-------- DOCUMENT SECTION
Race Report: Ironman 70.3 Arizona

After a year of waiting, and six months of training, including two triathlons and two half marathons, I finally raced my A race for this year, Ironman 70.3 Arizona. I came expecting a difficult triathlon in the scorching Arizona heat and ended up experiencing a much different race, but I’m very satisfied with the results nonetheless; I raced about as good a race as I could have hoped for given the circumstances. Read on for my final race report of the year.

Pre-race prep

I drove down to Tempe a few days before the race, with an overnight stay in Kanab, Utah. This was one of the most memorable drives I’ve ever done in my life, especially after getting off of I-15 in southern Utah. That drive going from the beautifully complex geology of the Colorado Plateau, through the stark desert of northern Arizona, climbing to Flagstaff among the ponderosa pines of Coconino National Forest, and back down to the desert through saguaro-covered hills as far as the eye can see was absolutely breathtaking, and made me wish I had set aside more time for landscape photography. Next time, for sure.

I checked in for the race early on Friday, soon after the Athlete’s Village in Tempe Beach Park opened, and while I was in line I got an “important race advisory” from Ironman in my email:

The swim for the IRONMAN 70.3 Arizona takes place in Tempe Town Lake. Tempe Town Lake is an artificial lake that collects rainwater from the surrounding area and is managed by the City of Tempe. IRONMAN receives a special exemption in order to swim in the lake for the event from the City of Tempe. When there is more than 0.2″ of rain, the City of Tempe will close the lake to swimming until it has time to test the water in order to ensure it is safe. This process of testing water samples takes a minimum of 24 hours. Based on this, if Tempe Town Lake receives more than 0.2″ of rain on Saturday night, the City of Tempe can not permit the swim to take place on Sunday to ensure athlete health and safety.

If the swim portion of the event cannot take place, athletes will be notified via email, IRONMAN Tracker App notification as well as a message posted on the IRONMAN 70.3 Arizona event Facebook page. This announcement will go out on race morning when the final decision is made.

If there is no swim, the race will start with a bike time trial at the bike mount line. The race will start at 6:50am. 1 athlete will start every 5 seconds. This intentional slow rate is designed to spread athletes out on the bike course. Athletes will be started based on bib number going from low to high. This process will take approximately 2 hours. We know this is a long time. Again, this is intentional to give everyone as much room as they can on the bike course to race their own event.

Based on this, we anticipate the approximate following start times for each bib: #11-6:50am; #500-7:30am; #1000-8:10am. If we are using the bike time trial start method, not all athletes need to be in transition at 6:30am. Athletes can arrive closer to their start time.

All athletes will have 4 hours and 20 minutes from the time they start in order to complete the bike portion of the event, and 7 hours and 20 minutes to complete the bike, T2 and run course. To ensure an orderly start, athletes will be asked to stage at their bike racks. Staff will bring one row of athletes at a time to the bike mount line. Again, please wait at your rack until your row is called to the start.
----------------
WHAT THE TASK REQUIRES: Carry on the Ironman 70.3 Arizona race report from the point where it stops.
-------- DATASET RECORDS
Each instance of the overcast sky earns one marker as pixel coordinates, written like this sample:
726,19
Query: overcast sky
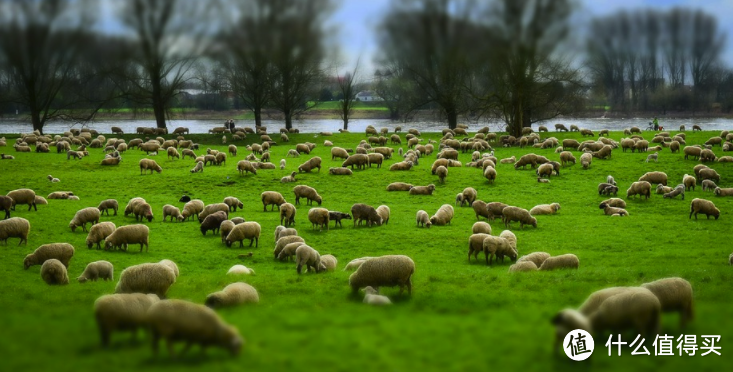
357,20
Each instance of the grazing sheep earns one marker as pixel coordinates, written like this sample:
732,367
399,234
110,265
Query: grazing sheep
443,216
178,320
565,261
385,271
96,270
422,190
84,216
510,214
149,164
15,227
247,230
122,312
53,272
362,212
130,234
287,214
545,209
642,188
232,295
674,294
153,278
98,233
273,198
60,251
108,204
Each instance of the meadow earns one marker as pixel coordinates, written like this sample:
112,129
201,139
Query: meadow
461,316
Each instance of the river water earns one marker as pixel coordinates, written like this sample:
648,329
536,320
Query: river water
358,125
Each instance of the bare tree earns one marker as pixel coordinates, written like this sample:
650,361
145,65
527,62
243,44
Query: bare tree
168,36
41,49
348,86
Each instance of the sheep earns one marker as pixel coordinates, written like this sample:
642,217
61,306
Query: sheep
234,294
106,205
98,233
84,216
560,262
545,209
96,270
642,188
192,207
708,185
422,190
149,164
53,272
178,320
362,212
130,234
586,159
611,211
153,278
536,257
384,271
273,198
14,227
679,189
248,230
60,251
510,214
121,312
23,196
674,294
636,308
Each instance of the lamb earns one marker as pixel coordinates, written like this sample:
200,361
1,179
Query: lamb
84,216
98,233
636,307
610,211
705,207
443,216
96,270
247,230
153,278
384,271
232,295
674,294
273,198
119,312
422,190
679,190
60,251
545,209
560,262
192,207
53,272
15,227
423,219
399,186
510,214
149,164
642,188
177,320
362,212
130,234
106,205
309,257
23,196
244,166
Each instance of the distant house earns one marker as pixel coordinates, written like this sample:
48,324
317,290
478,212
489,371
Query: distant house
367,96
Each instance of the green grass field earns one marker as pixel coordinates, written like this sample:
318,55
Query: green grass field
461,315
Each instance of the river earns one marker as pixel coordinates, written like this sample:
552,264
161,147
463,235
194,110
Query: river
358,125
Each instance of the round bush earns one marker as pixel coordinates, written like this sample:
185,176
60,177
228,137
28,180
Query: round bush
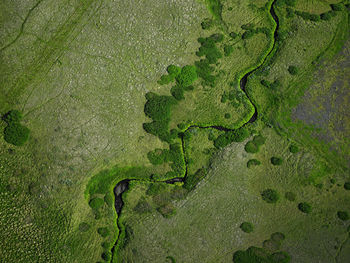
247,227
96,203
343,215
253,162
276,160
305,207
290,196
270,196
103,231
293,149
251,147
12,116
16,134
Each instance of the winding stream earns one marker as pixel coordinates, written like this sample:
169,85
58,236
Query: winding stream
123,185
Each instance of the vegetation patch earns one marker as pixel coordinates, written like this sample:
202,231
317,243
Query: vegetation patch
247,227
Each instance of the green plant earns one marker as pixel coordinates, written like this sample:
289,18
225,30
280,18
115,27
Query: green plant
247,227
276,160
251,147
270,196
253,162
96,203
343,215
103,231
305,207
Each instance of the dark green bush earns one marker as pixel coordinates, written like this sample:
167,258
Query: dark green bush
158,108
192,180
247,227
293,70
270,196
142,207
108,198
207,24
107,256
253,162
16,134
259,140
233,35
305,207
173,70
251,147
167,210
103,231
83,227
337,7
177,92
204,71
12,116
187,76
290,196
276,160
228,50
343,215
293,148
96,203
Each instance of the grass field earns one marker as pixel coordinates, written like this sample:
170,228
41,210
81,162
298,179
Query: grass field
87,77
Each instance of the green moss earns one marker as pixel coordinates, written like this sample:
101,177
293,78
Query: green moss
276,160
253,162
96,203
343,215
247,227
103,231
270,196
305,207
251,147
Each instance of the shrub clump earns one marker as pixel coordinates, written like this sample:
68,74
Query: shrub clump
343,215
96,203
15,133
270,196
305,207
226,138
253,162
103,231
276,160
290,196
247,227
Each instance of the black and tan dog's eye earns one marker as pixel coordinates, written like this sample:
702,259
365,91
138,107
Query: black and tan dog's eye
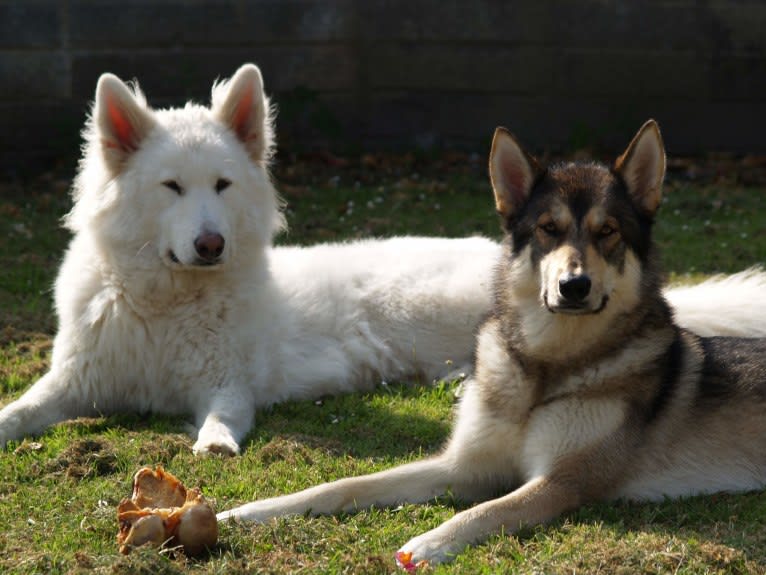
550,228
221,184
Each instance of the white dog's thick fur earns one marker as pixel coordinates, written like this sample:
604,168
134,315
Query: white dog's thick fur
170,298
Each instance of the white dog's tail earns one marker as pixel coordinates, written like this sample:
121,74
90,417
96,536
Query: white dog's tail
731,305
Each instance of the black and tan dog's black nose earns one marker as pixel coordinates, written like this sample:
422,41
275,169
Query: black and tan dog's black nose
574,288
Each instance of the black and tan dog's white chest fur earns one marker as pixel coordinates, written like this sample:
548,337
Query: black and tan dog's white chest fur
584,387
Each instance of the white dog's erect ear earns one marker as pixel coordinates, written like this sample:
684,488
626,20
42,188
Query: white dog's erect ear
241,104
122,119
642,167
512,172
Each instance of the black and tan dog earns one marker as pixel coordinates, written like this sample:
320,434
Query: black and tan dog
584,387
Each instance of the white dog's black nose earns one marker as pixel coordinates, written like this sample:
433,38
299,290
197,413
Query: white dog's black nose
209,246
574,288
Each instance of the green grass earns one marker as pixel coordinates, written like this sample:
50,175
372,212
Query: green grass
59,491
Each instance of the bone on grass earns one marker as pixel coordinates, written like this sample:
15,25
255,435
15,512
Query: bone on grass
163,512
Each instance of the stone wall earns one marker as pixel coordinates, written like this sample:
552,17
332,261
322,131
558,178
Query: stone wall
371,74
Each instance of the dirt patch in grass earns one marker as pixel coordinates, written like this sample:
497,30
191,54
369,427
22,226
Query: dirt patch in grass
85,458
297,448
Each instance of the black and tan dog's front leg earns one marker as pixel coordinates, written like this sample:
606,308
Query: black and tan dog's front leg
537,501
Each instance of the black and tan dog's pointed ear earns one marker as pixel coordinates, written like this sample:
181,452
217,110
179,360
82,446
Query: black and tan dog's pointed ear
642,167
512,172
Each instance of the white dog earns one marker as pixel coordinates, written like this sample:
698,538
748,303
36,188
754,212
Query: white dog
170,298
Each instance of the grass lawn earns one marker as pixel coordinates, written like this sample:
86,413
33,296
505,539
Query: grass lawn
59,491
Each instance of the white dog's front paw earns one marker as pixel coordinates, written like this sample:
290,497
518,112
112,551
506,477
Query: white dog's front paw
429,548
216,441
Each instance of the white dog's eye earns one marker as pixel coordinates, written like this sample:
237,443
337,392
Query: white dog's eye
221,184
173,185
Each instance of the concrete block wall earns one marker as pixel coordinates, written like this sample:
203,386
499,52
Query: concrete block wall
372,74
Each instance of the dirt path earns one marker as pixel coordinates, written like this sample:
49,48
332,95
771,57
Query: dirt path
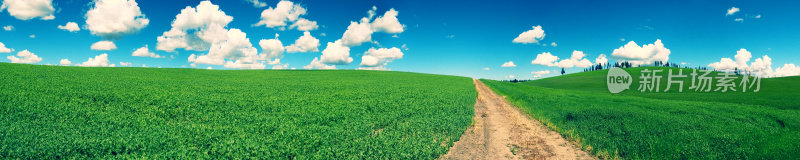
501,131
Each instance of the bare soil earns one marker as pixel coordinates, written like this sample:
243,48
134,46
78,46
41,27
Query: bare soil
501,131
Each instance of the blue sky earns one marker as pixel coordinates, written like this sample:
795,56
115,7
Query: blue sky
443,37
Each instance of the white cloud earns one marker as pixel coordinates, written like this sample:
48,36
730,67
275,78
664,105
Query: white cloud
104,46
531,36
98,61
25,56
145,52
380,57
645,54
29,9
601,59
545,58
65,62
70,26
305,43
387,23
361,31
576,60
759,67
112,19
3,48
203,29
742,58
303,24
317,64
195,28
336,53
731,11
787,70
257,3
272,48
508,64
242,65
284,12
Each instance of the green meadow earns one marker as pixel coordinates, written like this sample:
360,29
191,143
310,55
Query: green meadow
53,112
659,125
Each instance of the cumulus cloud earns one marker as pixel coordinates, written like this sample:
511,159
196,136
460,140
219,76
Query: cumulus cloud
758,67
104,46
70,26
531,36
305,43
241,65
272,48
601,59
111,19
508,64
257,3
29,9
645,54
387,23
145,52
3,48
317,64
378,58
361,31
97,61
65,62
303,24
545,58
25,56
283,13
731,11
202,28
576,60
336,53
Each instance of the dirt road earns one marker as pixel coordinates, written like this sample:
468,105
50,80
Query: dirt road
501,131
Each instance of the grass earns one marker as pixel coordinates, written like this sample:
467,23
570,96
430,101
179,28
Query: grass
52,112
687,125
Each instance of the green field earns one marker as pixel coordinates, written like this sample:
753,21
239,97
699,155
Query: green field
50,112
673,125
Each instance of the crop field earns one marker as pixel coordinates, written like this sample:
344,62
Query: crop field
672,125
51,112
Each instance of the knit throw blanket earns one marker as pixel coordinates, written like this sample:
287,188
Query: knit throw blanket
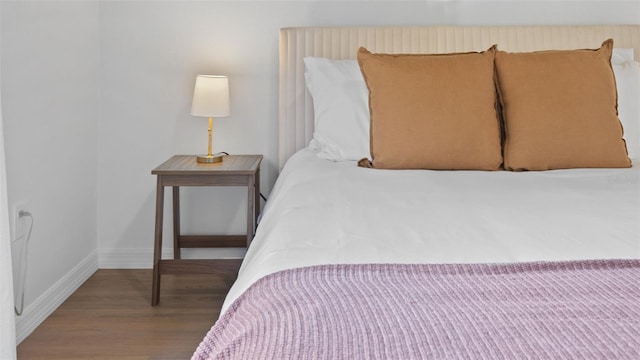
555,310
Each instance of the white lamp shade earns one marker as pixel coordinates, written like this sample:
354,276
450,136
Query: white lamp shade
211,96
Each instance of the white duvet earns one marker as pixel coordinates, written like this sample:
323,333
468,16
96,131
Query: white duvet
323,212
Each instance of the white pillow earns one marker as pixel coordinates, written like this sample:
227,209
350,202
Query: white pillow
627,73
341,108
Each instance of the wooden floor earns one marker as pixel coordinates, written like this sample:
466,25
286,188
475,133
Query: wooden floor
110,317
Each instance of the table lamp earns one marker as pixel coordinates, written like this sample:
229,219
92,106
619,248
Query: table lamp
210,99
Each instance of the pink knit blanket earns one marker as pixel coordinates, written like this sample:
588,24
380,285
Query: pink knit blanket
556,310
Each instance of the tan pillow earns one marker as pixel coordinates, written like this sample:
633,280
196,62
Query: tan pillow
560,110
433,111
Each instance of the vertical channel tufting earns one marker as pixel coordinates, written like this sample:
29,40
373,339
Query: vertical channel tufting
296,107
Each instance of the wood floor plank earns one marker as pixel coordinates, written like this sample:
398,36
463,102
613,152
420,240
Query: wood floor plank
110,317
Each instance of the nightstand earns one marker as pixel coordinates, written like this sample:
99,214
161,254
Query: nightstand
183,170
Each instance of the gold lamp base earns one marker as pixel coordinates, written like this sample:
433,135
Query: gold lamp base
209,158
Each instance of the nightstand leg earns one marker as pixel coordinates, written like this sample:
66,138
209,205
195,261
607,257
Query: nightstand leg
257,200
250,209
176,222
157,244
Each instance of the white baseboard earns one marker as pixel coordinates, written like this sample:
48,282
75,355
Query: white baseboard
38,311
142,258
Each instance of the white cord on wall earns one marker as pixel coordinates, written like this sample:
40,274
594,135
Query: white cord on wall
23,261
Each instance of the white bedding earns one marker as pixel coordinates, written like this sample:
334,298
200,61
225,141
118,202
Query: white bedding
324,212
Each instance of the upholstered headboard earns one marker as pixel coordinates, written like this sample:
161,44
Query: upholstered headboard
296,108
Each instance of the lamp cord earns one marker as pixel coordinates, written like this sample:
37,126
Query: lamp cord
23,269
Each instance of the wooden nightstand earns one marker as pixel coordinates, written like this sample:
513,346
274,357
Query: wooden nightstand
183,170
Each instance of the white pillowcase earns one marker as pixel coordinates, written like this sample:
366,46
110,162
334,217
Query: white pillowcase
341,108
627,73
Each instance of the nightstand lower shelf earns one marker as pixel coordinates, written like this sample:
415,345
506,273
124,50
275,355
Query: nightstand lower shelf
198,266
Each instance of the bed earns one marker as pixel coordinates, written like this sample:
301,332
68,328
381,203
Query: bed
354,262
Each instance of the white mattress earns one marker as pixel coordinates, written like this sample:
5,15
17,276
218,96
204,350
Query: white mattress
323,212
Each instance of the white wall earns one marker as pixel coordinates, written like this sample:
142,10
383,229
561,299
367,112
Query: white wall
50,59
151,52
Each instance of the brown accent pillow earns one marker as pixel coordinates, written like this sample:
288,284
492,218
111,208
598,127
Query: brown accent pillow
560,110
433,111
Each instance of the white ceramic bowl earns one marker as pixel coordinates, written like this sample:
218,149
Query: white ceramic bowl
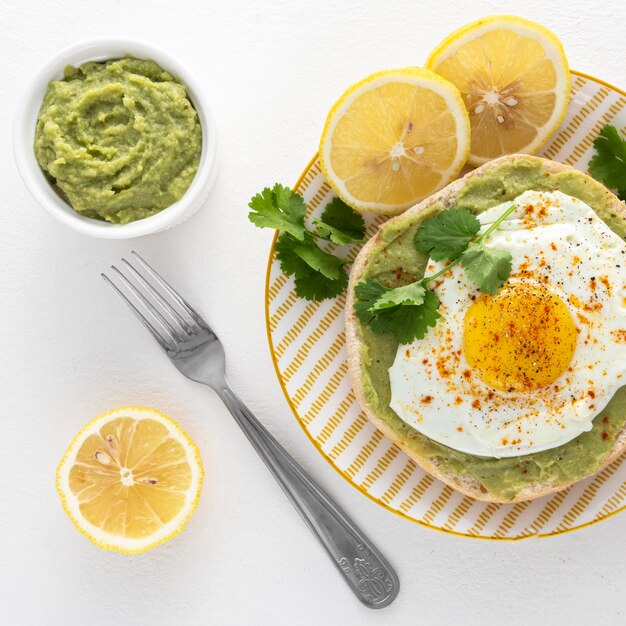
24,136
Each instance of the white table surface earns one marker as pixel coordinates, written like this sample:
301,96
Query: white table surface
70,350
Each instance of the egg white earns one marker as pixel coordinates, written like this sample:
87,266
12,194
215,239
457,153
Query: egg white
566,245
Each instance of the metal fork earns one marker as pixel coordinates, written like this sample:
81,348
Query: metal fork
197,353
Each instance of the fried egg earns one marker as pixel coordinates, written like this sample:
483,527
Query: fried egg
526,369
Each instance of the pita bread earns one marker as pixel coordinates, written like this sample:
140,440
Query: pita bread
446,197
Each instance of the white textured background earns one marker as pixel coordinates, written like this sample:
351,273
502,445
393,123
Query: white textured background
70,350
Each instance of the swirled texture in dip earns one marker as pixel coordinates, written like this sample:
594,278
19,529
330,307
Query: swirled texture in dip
120,140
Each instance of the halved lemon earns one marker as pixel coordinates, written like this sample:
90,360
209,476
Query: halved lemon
130,480
515,82
394,138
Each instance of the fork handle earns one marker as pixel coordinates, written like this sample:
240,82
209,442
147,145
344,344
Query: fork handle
366,571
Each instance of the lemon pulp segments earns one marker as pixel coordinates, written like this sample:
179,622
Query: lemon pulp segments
394,138
130,479
515,82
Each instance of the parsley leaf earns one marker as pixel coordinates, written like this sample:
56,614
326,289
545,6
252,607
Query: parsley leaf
446,235
487,267
608,165
406,321
340,224
279,208
412,294
317,287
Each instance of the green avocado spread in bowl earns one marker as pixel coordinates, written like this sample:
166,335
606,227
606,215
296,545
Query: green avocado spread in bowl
119,140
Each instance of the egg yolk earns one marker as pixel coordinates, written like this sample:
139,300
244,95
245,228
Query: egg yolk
520,339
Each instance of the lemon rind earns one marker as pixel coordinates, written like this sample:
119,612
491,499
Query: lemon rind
108,541
414,76
456,39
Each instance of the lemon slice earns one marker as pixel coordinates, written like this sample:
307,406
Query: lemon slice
130,479
515,82
394,138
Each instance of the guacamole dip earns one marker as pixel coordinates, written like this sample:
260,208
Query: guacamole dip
395,262
120,140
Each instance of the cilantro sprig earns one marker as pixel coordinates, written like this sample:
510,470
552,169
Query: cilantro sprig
608,165
410,310
318,274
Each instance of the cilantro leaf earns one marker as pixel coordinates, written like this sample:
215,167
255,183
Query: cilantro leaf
412,294
279,208
608,165
323,262
290,262
310,266
487,267
326,231
446,235
405,321
340,224
317,287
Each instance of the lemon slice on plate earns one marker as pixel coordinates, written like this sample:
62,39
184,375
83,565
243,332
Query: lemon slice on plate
394,138
130,479
515,82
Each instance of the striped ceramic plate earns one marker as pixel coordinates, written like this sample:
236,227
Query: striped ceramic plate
307,346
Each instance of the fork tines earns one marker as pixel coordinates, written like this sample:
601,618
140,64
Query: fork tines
168,317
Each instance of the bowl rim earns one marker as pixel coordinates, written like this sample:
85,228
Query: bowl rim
25,119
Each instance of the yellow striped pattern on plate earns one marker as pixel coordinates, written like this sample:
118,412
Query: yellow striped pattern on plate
307,346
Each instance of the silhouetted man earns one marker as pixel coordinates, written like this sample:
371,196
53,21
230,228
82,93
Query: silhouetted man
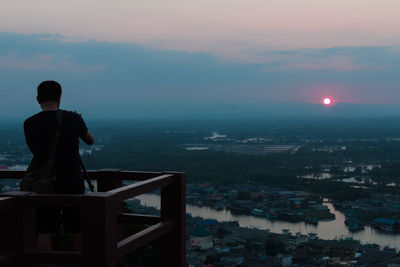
----------------
OUTPUT OF THE EXERCISE:
All IRONMAN 70.3 World Championship slots and awards will still be awarded if the race consists of a bike/run format. Please plan on attending one of the athlete briefings in order to get the latest information.

We look forward to hosting a great race on Sunday regardless of the exact format.

Sure enough, Saturday afternoon saw some pretty significant downpours through the entire region, and later in the evening Ironman sent out another email confirming that the swim would be canceled and the race would start with a bike time trial. I appreciate that they didn’t wait until race morning to make a decision.

While I’m disappointed that I didn’t get to race a full triathlon, I can’t say that I’m upset about not swimming in Tempe Town Lake. I scoped out the swim course on Saturday after dropping off my bike in transition, and I was surprised by how dirty the water was. There was trash in the water along the banks, with a few dead fish floating in the water here and there, and the areas for the swim start and finish were particularly filthy. A couple walking by joked “I bet you’re glad the swim might be canceled!” Reader, I was. That said, I’m glad I made that last minute decision to race in Boulder in August; if this had been my only 70.3 of the year, I’m sure I’d feel differently about skipping the swim.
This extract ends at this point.